Personal information
- Born: 22 September 2002 (age 23) Kyiv, Ukraine

Chess career
- Country: Ukraine (until 2023) Romania (since 2023)
- Title: Grandmaster (2017, revoked on August 26, 2025) International Master (2016)
- Peak rating: 2694 (June 2023)
- Peak ranking: No. 39 (June 2023)

= Kirill Shevchenko =

Ukrainian-Romanian chess player (born 2002)

Kirill Serhiyovych Shevchenko (Кірілл Сергійович Шевченко; born 22 September 2002) is a Ukrainian chess player who later played for Romania. He was awarded the title International Master in 2016. He was also awarded the title Grandmaster in 2017, but it was revoked on August 26, 2025 for cheating by using a smartphone that was hidden in a bathroom. He has also been banned by FIDE from all FIDE events for three years, which ends in October 2026.

== Chess career ==
Born in 2002, Shevchenko earned his international master title in 2016 and his grandmaster title in 2017, at the age of 14 years 10 months. His grandmaster title was revoked on August 26, 2025 for cheating.

In February 2018, he competed in the Aeroflot Open and finished 51 out of 92, scoring 4½/9 (+2–2=5). In March 2018, he competed in the European Individual Chess Championship and placed 32nd, scoring 7½/11 (+6–2=3).

In November 2021, Shevchenko won the Lindores Abbey Blitz tournament in Riga, Latvia. He finished clear first on 14/18, half a point ahead of Fabiano Caruana and Arjun Erigaisi. Later in the month, he represented Ukraine at the European Team Chess Championship. He played on board 4, scoring 4½/8 (+1–0=7), as Ukraine won gold.

**Tasks to complete**
1. Answer these from the Kirill Shevchenko article:
(a) In what year was he awarded the International Master title?
(b) What was his peak ranking, and in what month and year did he reach it?
(c) What score did he finish on when he won the Lindores Abbey Blitz tournament in Riga?
2. Carry the Kirill Shevchenko article on from its last paragraph.
The material has no connection to the Kirill Shevchenko article.

**Recorded information**
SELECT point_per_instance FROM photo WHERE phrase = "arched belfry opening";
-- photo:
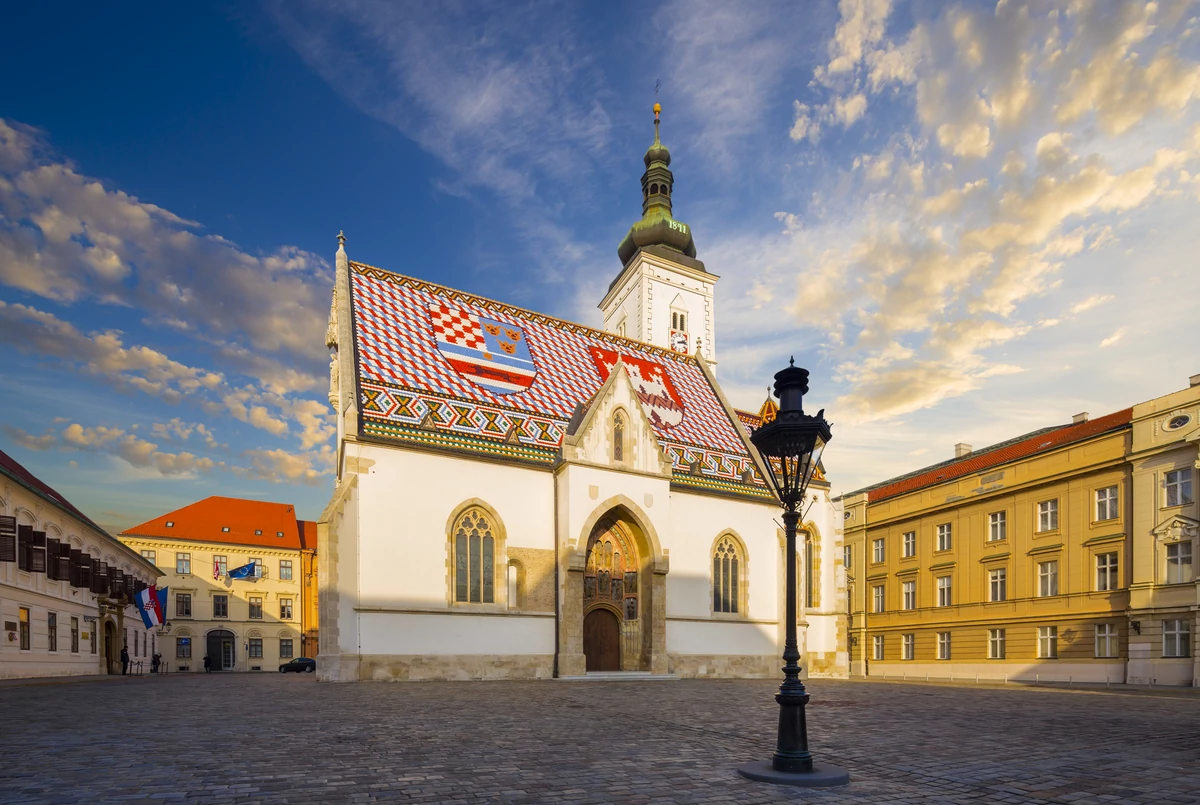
(615, 607)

**Answer set**
1.
(a) 2016
(b) No. 39, in June 2023
(c) 14/18

2.
== Controversies ==
On 14 October 2024, he was expelled from the Spanish Team Championship after being accused of cheating by using his mobile device in his games against Bassem Amin and Francisco Vallejo Pons. His draw against Amin and win against Vallejo were both changed to losses. Following the incident, Shevchenko was suspended by FIDE for 75 days, ending one day after the World Blitz Championship.

In December 2024, Shevchenko's Chess.com account was banned for violating the website's Fair Play Policy.

In March 2025, Shevchenko was given a three-year suspension relating to his October 2024 cheating incident, with one year suspended, making him eligible to play again after 18 October 2026. This makes him the highest-rated player to have been suspended for cheating.

On August 26, 2025, FIDE revoked his Grandmaster title, and banned him until October 2026 from all FIDE events.